## START PAGE EXTRACT
ProcessHacker is something i really like, but there are other tools doing about the same, too.
but one thing i don't get: ProcessHacker isn't running all the time (of course...), doesn't the driver kprocesshacker.sys get unloaded if i close ProcessHacker?

as for auuzplzn.SYS... hm. weird, i really need to check this!


thanks again!
thomas


----------



## Patrick (Apr 15, 2012)

*Re: random BSOD IRQL_NOT_LESS_OR_EQUAL 0x0000000a ntoskrnl.exe+75bc0*



> doesn't the driver kprocesshacker.sys get unloaded if i close ProcessHacker?


Nope.

Keep me updated.

Regards,

Patrick


----------



## tremlin (Oct 12, 2014)

*Re: random BSOD IRQL_NOT_LESS_OR_EQUAL 0x0000000a ntoskrnl.exe+75bc0*



Patrick said:


> Nope.


thanks.



Patrick said:


> Keep me updated.


sure. but as you can see, sometimes it takes weeks to get a BSOD, and i have no idea how to force it.
but even if it happens only once a month, it's annoying.


----------



## Patrick (Apr 15, 2012)

*Re: random BSOD IRQL_NOT_LESS_OR_EQUAL 0x0000000a ntoskrnl.exe+75bc0*

That's fine, I'm not going anywhere. If you'd like, we can enable Driver Verifier to try and reproduce it:

*Driver Verifier:*

*What is Driver Verifier?*

Driver Verifier monitors Windows kernel-mode drivers, graphics drivers, and even 3rd party drivers to detect illegal function calls or actions that might corrupt the system. Driver Verifier can subject the Windows drivers to a variety of stresses and tests to find improper behavior. 

Essentially, if there's a 3rd party driver believed to be causing the issues at hand, enabling Driver Verifier will help us see which specific driver is causing the problem.
## END PAGE EXTRACT
» WRITTEN INSTRUCTION
In the thread, which drivers does Driver Verifier monitor? Please answer in one sentence. The data has no connection to the thread.
## START LISTED RECORDS
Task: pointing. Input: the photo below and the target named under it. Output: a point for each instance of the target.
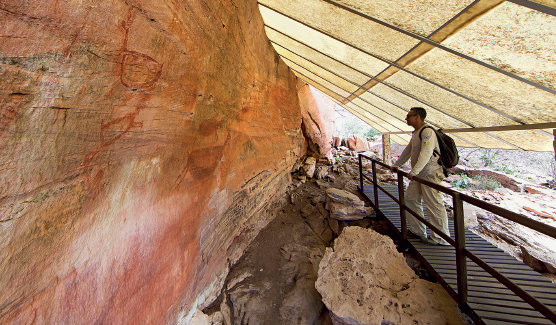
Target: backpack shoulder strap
(425, 127)
(435, 152)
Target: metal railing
(459, 243)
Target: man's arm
(428, 142)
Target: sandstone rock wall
(137, 139)
(318, 113)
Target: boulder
(360, 144)
(309, 166)
(364, 280)
(322, 171)
(344, 205)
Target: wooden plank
(490, 299)
(510, 314)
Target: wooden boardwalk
(489, 299)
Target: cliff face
(318, 113)
(141, 144)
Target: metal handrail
(459, 242)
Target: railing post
(361, 172)
(401, 195)
(375, 185)
(461, 260)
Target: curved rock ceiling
(485, 70)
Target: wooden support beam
(537, 126)
(386, 149)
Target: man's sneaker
(430, 241)
(412, 234)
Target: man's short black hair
(420, 111)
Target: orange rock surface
(318, 113)
(141, 144)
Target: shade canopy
(484, 70)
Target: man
(424, 165)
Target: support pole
(386, 149)
(554, 143)
(461, 261)
(375, 183)
(361, 173)
(402, 206)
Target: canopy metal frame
(425, 44)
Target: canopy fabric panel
(470, 64)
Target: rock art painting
(142, 147)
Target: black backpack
(448, 151)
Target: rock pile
(364, 280)
(344, 205)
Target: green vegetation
(486, 183)
(505, 168)
(476, 182)
(487, 156)
(371, 133)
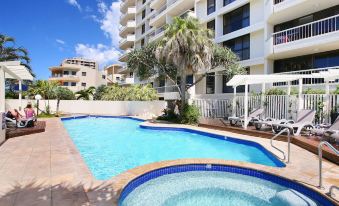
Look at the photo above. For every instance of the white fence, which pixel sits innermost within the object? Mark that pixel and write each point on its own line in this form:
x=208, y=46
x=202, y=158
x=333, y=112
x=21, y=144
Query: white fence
x=276, y=106
x=116, y=108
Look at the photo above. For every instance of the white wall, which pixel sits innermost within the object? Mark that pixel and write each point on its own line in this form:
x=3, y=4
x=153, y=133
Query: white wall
x=115, y=108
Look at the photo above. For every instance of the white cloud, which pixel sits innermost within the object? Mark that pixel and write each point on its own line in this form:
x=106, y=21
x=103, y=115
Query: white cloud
x=101, y=53
x=59, y=41
x=108, y=20
x=75, y=4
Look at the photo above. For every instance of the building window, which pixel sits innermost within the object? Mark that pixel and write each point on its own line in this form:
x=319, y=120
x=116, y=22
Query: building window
x=226, y=2
x=240, y=46
x=211, y=25
x=210, y=83
x=210, y=6
x=143, y=28
x=143, y=14
x=313, y=61
x=237, y=19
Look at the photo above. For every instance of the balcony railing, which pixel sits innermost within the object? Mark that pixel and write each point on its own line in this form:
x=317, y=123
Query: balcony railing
x=167, y=89
x=157, y=13
x=277, y=1
x=307, y=81
x=316, y=28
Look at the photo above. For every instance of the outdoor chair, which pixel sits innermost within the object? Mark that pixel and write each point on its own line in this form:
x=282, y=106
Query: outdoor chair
x=304, y=120
x=252, y=117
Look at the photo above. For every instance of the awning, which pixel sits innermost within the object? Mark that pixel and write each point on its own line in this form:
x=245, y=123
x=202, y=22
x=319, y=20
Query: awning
x=14, y=70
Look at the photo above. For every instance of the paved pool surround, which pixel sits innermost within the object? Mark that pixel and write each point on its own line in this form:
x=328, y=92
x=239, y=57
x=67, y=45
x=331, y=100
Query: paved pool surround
x=47, y=169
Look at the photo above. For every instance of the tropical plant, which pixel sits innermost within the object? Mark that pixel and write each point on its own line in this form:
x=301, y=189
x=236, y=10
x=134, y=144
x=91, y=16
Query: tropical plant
x=85, y=94
x=130, y=93
x=186, y=48
x=9, y=52
x=46, y=89
x=62, y=93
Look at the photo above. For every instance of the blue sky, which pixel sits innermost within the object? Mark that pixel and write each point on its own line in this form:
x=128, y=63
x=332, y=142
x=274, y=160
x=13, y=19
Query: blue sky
x=52, y=30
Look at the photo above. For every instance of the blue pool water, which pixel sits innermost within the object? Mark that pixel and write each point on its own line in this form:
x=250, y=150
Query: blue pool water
x=214, y=188
x=111, y=146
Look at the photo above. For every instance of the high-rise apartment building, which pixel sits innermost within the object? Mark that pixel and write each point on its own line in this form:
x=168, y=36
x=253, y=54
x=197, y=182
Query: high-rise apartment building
x=271, y=36
x=77, y=74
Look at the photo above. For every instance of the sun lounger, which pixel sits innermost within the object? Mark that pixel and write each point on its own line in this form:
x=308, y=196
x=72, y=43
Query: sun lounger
x=253, y=116
x=269, y=122
x=330, y=134
x=304, y=120
x=18, y=124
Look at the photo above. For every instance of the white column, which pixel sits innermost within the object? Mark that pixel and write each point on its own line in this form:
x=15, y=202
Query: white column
x=20, y=95
x=234, y=104
x=2, y=90
x=327, y=108
x=246, y=107
x=300, y=100
x=263, y=90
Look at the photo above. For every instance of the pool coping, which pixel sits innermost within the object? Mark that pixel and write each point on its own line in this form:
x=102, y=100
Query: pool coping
x=120, y=181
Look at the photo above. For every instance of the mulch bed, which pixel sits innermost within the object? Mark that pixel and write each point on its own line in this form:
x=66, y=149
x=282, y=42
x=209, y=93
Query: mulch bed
x=16, y=132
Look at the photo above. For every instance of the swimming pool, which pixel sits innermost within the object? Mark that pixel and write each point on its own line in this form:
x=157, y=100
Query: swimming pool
x=111, y=145
x=214, y=185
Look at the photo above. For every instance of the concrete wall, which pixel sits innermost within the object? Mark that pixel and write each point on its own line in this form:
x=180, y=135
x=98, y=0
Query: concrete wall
x=116, y=108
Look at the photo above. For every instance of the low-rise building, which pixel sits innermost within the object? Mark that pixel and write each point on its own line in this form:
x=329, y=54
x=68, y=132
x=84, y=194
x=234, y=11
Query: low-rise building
x=77, y=74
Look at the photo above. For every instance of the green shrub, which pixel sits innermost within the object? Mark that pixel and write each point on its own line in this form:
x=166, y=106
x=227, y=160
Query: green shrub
x=190, y=114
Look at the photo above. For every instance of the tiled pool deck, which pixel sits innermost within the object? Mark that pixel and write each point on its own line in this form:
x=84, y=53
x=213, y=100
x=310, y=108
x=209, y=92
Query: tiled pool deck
x=47, y=169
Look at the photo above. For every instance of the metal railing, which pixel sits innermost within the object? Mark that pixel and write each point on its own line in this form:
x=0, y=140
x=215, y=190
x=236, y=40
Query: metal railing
x=288, y=144
x=320, y=155
x=316, y=28
x=306, y=81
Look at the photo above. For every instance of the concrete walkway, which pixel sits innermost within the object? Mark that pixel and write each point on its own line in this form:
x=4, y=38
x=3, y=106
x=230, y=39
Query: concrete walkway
x=46, y=169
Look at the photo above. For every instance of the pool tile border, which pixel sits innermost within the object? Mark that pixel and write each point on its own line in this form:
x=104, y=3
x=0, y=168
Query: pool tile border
x=133, y=184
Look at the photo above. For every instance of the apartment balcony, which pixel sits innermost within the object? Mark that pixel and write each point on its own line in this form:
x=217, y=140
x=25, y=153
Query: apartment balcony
x=157, y=34
x=159, y=16
x=317, y=36
x=123, y=58
x=279, y=11
x=128, y=15
x=127, y=42
x=125, y=4
x=168, y=92
x=128, y=29
x=64, y=78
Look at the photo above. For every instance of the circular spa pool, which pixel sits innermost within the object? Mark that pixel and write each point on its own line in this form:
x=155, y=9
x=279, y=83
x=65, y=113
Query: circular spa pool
x=215, y=185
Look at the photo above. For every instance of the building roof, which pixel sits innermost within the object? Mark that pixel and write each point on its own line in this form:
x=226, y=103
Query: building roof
x=14, y=70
## END LISTED RECORDS
» SOLUTION TO THIS PROBLEM
Driver Verifier monitors Windows kernel-mode drivers, graphics drivers, and even 3rd party drivers.